▶ Your objective:
From the data below, repeat exactly the lines from the line with "point: climbing rope" to the line with "point: leafy shrub", both included.

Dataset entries
○ ○ ○ ○
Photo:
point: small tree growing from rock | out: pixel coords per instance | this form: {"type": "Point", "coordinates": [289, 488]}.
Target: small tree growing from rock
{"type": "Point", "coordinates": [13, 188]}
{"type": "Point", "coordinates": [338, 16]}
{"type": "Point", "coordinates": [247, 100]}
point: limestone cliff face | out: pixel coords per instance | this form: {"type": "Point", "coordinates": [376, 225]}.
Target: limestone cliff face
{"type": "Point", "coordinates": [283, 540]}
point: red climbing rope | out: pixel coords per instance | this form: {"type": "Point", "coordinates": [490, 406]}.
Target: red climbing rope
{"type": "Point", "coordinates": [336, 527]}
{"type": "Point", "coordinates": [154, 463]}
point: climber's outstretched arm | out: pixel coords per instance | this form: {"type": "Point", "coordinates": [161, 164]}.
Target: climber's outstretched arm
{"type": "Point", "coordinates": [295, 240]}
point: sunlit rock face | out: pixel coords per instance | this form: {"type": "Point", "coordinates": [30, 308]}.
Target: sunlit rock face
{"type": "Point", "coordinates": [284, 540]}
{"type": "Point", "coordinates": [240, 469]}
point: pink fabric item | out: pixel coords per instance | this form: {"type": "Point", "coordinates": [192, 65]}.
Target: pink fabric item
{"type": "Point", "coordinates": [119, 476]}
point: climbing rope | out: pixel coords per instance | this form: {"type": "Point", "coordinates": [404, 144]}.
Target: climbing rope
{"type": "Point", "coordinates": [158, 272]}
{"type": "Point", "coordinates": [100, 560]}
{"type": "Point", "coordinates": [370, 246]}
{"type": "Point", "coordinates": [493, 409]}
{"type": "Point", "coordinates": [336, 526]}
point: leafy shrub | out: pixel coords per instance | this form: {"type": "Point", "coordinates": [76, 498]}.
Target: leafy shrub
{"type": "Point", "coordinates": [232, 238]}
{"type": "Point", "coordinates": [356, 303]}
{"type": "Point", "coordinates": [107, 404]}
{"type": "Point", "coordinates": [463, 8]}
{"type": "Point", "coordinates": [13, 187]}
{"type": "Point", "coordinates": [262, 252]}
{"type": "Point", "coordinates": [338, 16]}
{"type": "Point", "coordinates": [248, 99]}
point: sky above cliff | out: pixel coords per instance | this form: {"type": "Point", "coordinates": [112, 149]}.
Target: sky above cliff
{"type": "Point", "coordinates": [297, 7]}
○ ○ ○ ○
▶ Output:
point: climbing rope | out: pixel coords per instance | this form: {"type": "Point", "coordinates": [404, 144]}.
Target: climbing rope
{"type": "Point", "coordinates": [158, 272]}
{"type": "Point", "coordinates": [100, 560]}
{"type": "Point", "coordinates": [370, 246]}
{"type": "Point", "coordinates": [493, 409]}
{"type": "Point", "coordinates": [336, 526]}
point: leafy shrub | out: pixel coords per instance | this form: {"type": "Point", "coordinates": [76, 498]}.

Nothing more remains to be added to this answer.